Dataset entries
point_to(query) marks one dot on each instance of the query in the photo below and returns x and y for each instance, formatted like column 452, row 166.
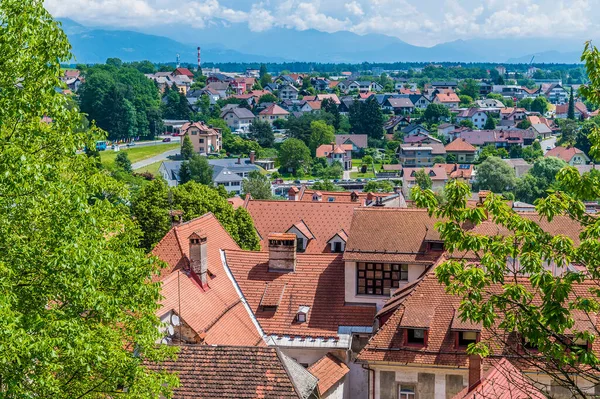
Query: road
column 157, row 158
column 549, row 142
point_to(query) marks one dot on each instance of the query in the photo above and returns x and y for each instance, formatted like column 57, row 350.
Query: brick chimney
column 282, row 252
column 199, row 257
column 474, row 371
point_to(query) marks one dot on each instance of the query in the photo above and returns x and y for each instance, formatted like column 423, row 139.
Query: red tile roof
column 502, row 381
column 376, row 234
column 329, row 370
column 217, row 311
column 324, row 219
column 564, row 153
column 317, row 282
column 207, row 372
column 460, row 145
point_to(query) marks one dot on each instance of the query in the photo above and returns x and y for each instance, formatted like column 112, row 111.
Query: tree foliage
column 197, row 199
column 257, row 185
column 76, row 297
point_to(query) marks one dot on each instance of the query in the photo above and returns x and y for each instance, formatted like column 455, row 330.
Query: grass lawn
column 136, row 153
column 152, row 168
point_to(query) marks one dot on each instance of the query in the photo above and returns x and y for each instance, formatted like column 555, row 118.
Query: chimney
column 199, row 257
column 474, row 371
column 282, row 252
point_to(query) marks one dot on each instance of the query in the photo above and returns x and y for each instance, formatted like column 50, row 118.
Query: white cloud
column 416, row 21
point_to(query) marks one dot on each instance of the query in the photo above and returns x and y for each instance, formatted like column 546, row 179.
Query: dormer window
column 415, row 337
column 302, row 314
column 465, row 338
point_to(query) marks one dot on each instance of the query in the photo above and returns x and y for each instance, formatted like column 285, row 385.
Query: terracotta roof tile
column 230, row 372
column 374, row 235
column 217, row 311
column 323, row 219
column 329, row 370
column 317, row 282
column 460, row 145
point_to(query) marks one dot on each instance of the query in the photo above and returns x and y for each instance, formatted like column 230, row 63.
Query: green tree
column 571, row 111
column 423, row 179
column 76, row 298
column 150, row 207
column 122, row 162
column 294, row 155
column 196, row 200
column 436, row 112
column 367, row 118
column 321, row 133
column 495, row 175
column 470, row 87
column 187, row 148
column 267, row 98
column 540, row 104
column 490, row 123
column 257, row 185
column 262, row 132
column 196, row 169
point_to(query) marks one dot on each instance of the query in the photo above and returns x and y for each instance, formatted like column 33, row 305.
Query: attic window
column 416, row 336
column 302, row 313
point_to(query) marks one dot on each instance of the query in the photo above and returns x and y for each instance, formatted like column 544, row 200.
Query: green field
column 136, row 154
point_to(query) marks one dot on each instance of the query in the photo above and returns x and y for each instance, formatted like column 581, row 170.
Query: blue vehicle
column 100, row 145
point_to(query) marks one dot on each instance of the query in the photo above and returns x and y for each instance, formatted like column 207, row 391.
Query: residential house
column 581, row 111
column 419, row 155
column 336, row 153
column 396, row 122
column 318, row 224
column 449, row 100
column 571, row 155
column 238, row 118
column 272, row 113
column 489, row 103
column 519, row 165
column 555, row 93
column 357, row 141
column 437, row 174
column 477, row 116
column 183, row 72
column 400, row 106
column 310, row 106
column 382, row 257
column 445, row 85
column 288, row 92
column 444, row 129
column 249, row 371
column 414, row 129
column 220, row 88
column 512, row 116
column 205, row 138
column 462, row 150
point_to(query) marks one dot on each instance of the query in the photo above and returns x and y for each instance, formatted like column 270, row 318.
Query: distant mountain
column 223, row 42
column 92, row 45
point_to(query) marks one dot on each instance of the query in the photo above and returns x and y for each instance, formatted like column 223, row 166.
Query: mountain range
column 236, row 43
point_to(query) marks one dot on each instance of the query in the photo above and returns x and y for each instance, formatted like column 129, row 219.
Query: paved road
column 157, row 158
column 549, row 142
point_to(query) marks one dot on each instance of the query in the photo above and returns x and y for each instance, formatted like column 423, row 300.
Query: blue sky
column 421, row 22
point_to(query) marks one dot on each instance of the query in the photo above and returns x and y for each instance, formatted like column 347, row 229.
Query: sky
column 419, row 22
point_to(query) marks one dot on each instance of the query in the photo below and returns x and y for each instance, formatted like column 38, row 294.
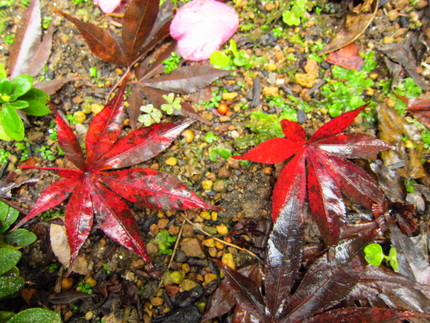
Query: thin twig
column 221, row 241
column 176, row 245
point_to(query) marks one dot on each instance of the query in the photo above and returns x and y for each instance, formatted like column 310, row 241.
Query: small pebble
column 222, row 229
column 207, row 184
column 79, row 116
column 156, row 301
column 305, row 80
column 171, row 161
column 228, row 260
column 209, row 277
column 188, row 284
column 188, row 135
column 219, row 185
column 229, row 95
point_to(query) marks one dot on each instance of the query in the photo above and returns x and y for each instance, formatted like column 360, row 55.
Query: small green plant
column 150, row 115
column 345, row 92
column 263, row 127
column 374, row 255
column 33, row 315
column 173, row 103
column 210, row 137
column 85, row 287
column 165, row 242
column 213, row 102
column 46, row 153
column 4, row 156
column 23, row 146
column 219, row 151
column 10, row 241
column 295, row 12
column 19, row 94
column 231, row 58
column 172, row 63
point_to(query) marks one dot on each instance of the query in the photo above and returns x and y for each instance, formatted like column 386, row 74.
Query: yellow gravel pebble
column 222, row 229
column 171, row 161
column 228, row 260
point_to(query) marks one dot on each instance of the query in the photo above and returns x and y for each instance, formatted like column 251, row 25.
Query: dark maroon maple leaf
column 144, row 26
column 419, row 108
column 319, row 170
column 99, row 187
column 331, row 288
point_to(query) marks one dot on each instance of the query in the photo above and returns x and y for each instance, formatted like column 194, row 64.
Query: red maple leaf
column 98, row 189
column 320, row 171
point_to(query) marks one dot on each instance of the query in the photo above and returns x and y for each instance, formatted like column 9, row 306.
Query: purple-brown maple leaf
column 319, row 170
column 100, row 184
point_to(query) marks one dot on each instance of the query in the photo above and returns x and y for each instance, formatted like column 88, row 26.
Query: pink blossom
column 108, row 6
column 201, row 27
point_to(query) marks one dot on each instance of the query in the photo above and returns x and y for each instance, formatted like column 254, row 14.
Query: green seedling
column 295, row 13
column 4, row 156
column 213, row 102
column 10, row 241
column 263, row 127
column 210, row 137
column 219, row 151
column 85, row 287
column 19, row 94
column 33, row 315
column 172, row 63
column 173, row 103
column 346, row 91
column 231, row 58
column 374, row 255
column 150, row 115
column 165, row 242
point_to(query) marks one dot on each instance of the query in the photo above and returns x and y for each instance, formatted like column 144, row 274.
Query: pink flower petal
column 108, row 6
column 201, row 27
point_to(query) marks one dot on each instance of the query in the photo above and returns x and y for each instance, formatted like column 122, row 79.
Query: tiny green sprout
column 173, row 103
column 219, row 151
column 150, row 115
column 172, row 63
column 4, row 156
column 210, row 137
column 231, row 58
column 374, row 255
column 106, row 269
column 94, row 72
column 165, row 241
column 85, row 287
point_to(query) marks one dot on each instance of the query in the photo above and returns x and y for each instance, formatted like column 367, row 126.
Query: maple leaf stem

**WHAT THE TASK ASKS**
Reproduce every item above verbatim, leaving out the pictures.

**ANSWER FOR THE TASK**
point_to(query) marks one dot on each instance of the query in the photo below and returns x and y for each instance, formatted like column 452, row 166.
Query: road
column 157, row 158
column 549, row 142
point_to(query) marks one dot on each instance of the query in the photo above and returns x and y for each instance, formatted like column 57, row 350.
Query: brick chimney
column 282, row 252
column 199, row 257
column 474, row 371
point_to(query) marks one dot on each instance of the query in the photo above and returns x and y for each instance, formatted like column 423, row 139.
Query: red tile roof
column 502, row 381
column 376, row 234
column 329, row 370
column 217, row 311
column 324, row 219
column 564, row 153
column 317, row 282
column 207, row 372
column 460, row 145
point_to(query) marks one dot on each instance of the query in the photo above and returns x and y for each instance, formatted like column 112, row 111.
Query: tree foliage
column 197, row 199
column 257, row 185
column 76, row 297
point_to(query) marks one dot on each instance of the query in the photo above and returns x and y for each instance, formatted like column 455, row 330.
Query: grass lawn
column 136, row 153
column 152, row 168
point_to(query) marks one dot on each instance of the query in the photo above and returns x and y for each instance, formatted like column 555, row 118.
Query: chimney
column 199, row 257
column 474, row 371
column 282, row 252
point_to(query) marks one dot on each instance of the query in the photo above and returns x and y for each instance, formatted like column 50, row 118.
Query: white cloud
column 416, row 21
point_to(query) marks one dot on each instance of the query in the photo above and returns x and y for each instance, formatted like column 546, row 179.
Query: dormer window
column 415, row 337
column 302, row 314
column 465, row 338
point_to(query) marks one dot on each instance of the query in the photo above and returns x and y for each instance, formatted like column 285, row 385.
Query: terracotta roof tile
column 230, row 372
column 374, row 235
column 217, row 311
column 323, row 219
column 329, row 370
column 317, row 282
column 460, row 145
point_to(query) marks one dot on each instance of the query in the photo above and returns x and y for each instance, formatted like column 230, row 63.
Query: green tree
column 571, row 111
column 423, row 179
column 76, row 298
column 150, row 207
column 122, row 162
column 294, row 155
column 196, row 200
column 436, row 112
column 367, row 118
column 321, row 133
column 495, row 175
column 470, row 87
column 187, row 148
column 267, row 98
column 540, row 104
column 490, row 123
column 257, row 185
column 262, row 132
column 196, row 169
point_to(query) marks one dot on each instance of the query in the photo above and returns x and y for each instance, formatted like column 33, row 305.
Query: attic window
column 416, row 336
column 302, row 313
point_to(query) marks one dot on each instance of the query in the photo above and returns x and y for each instance, formatted like column 544, row 200.
Query: green field
column 136, row 154
point_to(query) marks one dot on each instance of the query in the photo above and returns x and y for each instance, formatted like column 581, row 170.
Query: blue vehicle
column 100, row 145
point_to(query) marks one dot on each instance of the query in the photo above and returns x and y for each instance, formatted like column 207, row 391.
Query: residential house
column 581, row 111
column 419, row 155
column 336, row 153
column 396, row 122
column 318, row 224
column 449, row 100
column 571, row 155
column 238, row 118
column 272, row 113
column 489, row 103
column 519, row 165
column 555, row 93
column 357, row 141
column 437, row 174
column 477, row 116
column 183, row 72
column 400, row 106
column 310, row 106
column 382, row 257
column 445, row 85
column 288, row 92
column 444, row 129
column 249, row 371
column 414, row 129
column 220, row 88
column 512, row 116
column 205, row 138
column 462, row 150
point_to(query) marks one dot on each instance of the query in the photo above and returns x and y for each instance, formatted like column 270, row 318.
Query: distant mountain
column 223, row 42
column 92, row 45
point_to(query) marks one dot on each instance of the query in the photo above and returns x and y for each instance, formatted like column 223, row 166.
Query: mountain range
column 236, row 43
point_to(query) marks one dot on each instance of the query in the photo above and returns x and y for each instance, formatted like column 129, row 219.
Query: paved road
column 157, row 158
column 549, row 142
point_to(query) marks one dot on each instance of the query in the photo above and returns x and y for each instance, formatted like column 423, row 300.
Query: blue sky
column 421, row 22
point_to(query) marks one dot on each instance of the query in the photo above and returns x and y for each instance, formatted like column 347, row 229.
Query: sky
column 419, row 22
point_to(query) marks one dot on each instance of the query in the photo below and returns x and y for each instance, formatted like column 38, row 294.
Query: thin twig
column 221, row 241
column 176, row 245
point_to(query) marks one dot on each instance of the query in the photo above and returns x and y for each instance, formatted like column 310, row 241.
Query: small pebble
column 222, row 229
column 207, row 184
column 79, row 116
column 156, row 301
column 305, row 80
column 171, row 161
column 228, row 260
column 209, row 277
column 188, row 284
column 188, row 135
column 219, row 185
column 229, row 95
point_to(query) marks one dot on each instance of the query in the photo above and returns x and y for each instance, formatted like column 360, row 55.
Query: small green plant
column 150, row 115
column 345, row 92
column 263, row 127
column 374, row 255
column 33, row 315
column 173, row 103
column 210, row 137
column 85, row 287
column 165, row 242
column 213, row 102
column 46, row 153
column 4, row 156
column 23, row 146
column 219, row 151
column 10, row 241
column 295, row 12
column 19, row 94
column 231, row 58
column 172, row 63
point_to(query) marks one dot on each instance of the query in the photo above and returns x and y for each instance, formatted like column 386, row 74.
Query: yellow gravel pebble
column 222, row 229
column 171, row 161
column 228, row 260
point_to(query) marks one dot on each instance of the query in the photo above and returns x and y for each instance, formatted like column 251, row 25.
Query: dark maroon maple leaf
column 144, row 26
column 419, row 108
column 319, row 170
column 99, row 187
column 331, row 288
point_to(query) marks one dot on each instance of the query in the photo above and returns x and y for each instance, formatted like column 194, row 64.
Query: red maple leaf
column 98, row 189
column 320, row 171
point_to(query) marks one dot on each instance of the query in the photo above and returns x and y for each instance, formatted like column 9, row 306.
Query: purple-brown maple leaf
column 319, row 170
column 100, row 184
point_to(query) marks one dot on each instance of the query in the photo above and returns x and y for each instance, formatted like column 88, row 26.
Query: pink blossom
column 108, row 6
column 201, row 27
point_to(query) marks one dot on each instance of the query in the photo above and returns x and y for each instance, formatted like column 254, row 14.
Query: green seedling
column 295, row 13
column 4, row 156
column 213, row 102
column 10, row 241
column 263, row 127
column 210, row 137
column 219, row 151
column 85, row 287
column 19, row 94
column 33, row 315
column 172, row 63
column 173, row 103
column 346, row 91
column 231, row 58
column 374, row 255
column 150, row 115
column 165, row 242
point_to(query) marks one dot on each instance of the query in the photo above and returns x and y for each instance, formatted like column 144, row 274.
Query: pink flower petal
column 108, row 6
column 201, row 27
point_to(query) marks one dot on each instance of the query in the photo above and returns x and y for each instance, formatted like column 122, row 79.
Query: tiny green sprout
column 173, row 103
column 219, row 151
column 150, row 115
column 172, row 63
column 4, row 156
column 210, row 137
column 231, row 58
column 374, row 255
column 106, row 269
column 94, row 72
column 165, row 241
column 85, row 287
point_to(query) marks one dot on each instance of the query in the photo above and returns x and y for each instance, formatted like column 367, row 126.
Query: maple leaf stem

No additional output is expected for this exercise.